▶ [EXERCISE PROMPT]: Please copy the rows below word for word, starting at the line that has "of the hedge" and stopping after the line that has "[[39, 145]]".

--- Start of DATA ---

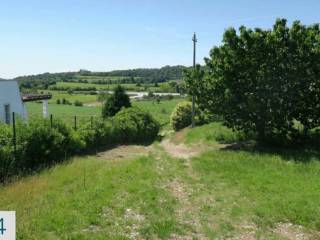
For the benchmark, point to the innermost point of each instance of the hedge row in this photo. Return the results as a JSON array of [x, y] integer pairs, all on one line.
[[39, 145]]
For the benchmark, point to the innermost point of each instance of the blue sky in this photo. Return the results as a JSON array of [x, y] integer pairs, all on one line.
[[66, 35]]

--- End of DATA ---
--- Start of DATA ---

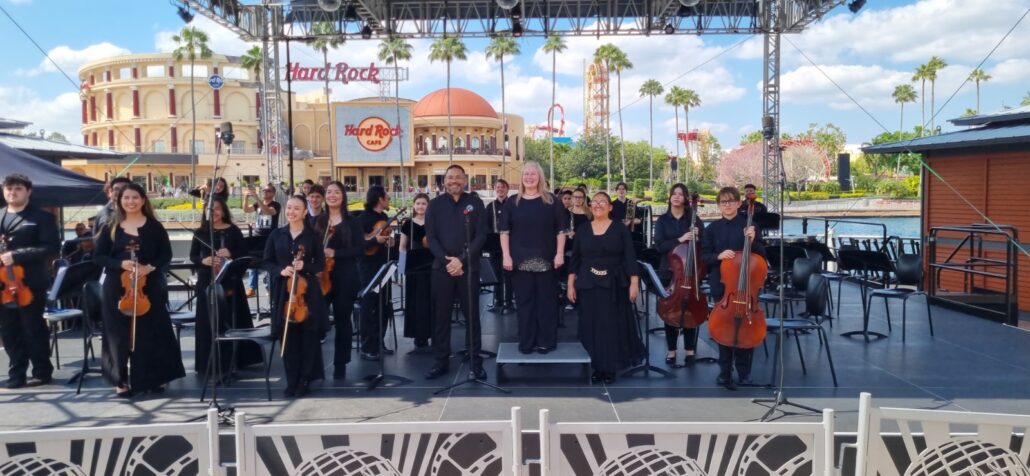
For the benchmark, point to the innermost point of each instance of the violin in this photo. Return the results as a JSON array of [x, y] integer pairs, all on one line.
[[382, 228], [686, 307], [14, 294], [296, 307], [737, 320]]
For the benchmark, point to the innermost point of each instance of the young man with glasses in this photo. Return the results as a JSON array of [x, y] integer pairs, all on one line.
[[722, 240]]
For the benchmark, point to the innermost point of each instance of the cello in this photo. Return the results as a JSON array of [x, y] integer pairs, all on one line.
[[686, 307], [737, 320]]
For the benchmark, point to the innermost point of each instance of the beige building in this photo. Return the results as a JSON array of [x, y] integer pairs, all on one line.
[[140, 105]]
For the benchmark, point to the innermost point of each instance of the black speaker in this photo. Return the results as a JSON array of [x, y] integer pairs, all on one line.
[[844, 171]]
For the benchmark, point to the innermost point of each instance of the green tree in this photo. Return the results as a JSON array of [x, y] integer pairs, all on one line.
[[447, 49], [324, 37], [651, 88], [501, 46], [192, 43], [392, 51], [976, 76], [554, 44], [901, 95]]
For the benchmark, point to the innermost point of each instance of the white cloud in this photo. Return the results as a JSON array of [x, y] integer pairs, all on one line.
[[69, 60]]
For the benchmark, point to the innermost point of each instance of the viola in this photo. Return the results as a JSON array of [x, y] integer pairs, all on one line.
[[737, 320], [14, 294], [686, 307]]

--- End of DATA ---
--- Start of DATA ---

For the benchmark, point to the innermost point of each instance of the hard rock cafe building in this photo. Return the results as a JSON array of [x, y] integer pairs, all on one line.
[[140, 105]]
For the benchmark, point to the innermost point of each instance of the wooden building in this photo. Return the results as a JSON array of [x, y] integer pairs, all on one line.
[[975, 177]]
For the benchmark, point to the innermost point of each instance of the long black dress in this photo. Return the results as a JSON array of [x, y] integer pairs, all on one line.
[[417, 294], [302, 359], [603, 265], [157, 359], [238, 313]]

--- End of DATA ---

▶ [OUTPUT OF THE EXERCISE]:
For the benchmark, point to the innermost point of each instance of the hedge row in this photo. Return the results as a JSON array of [x, y] integer pairs, all on one line.
[[39, 145]]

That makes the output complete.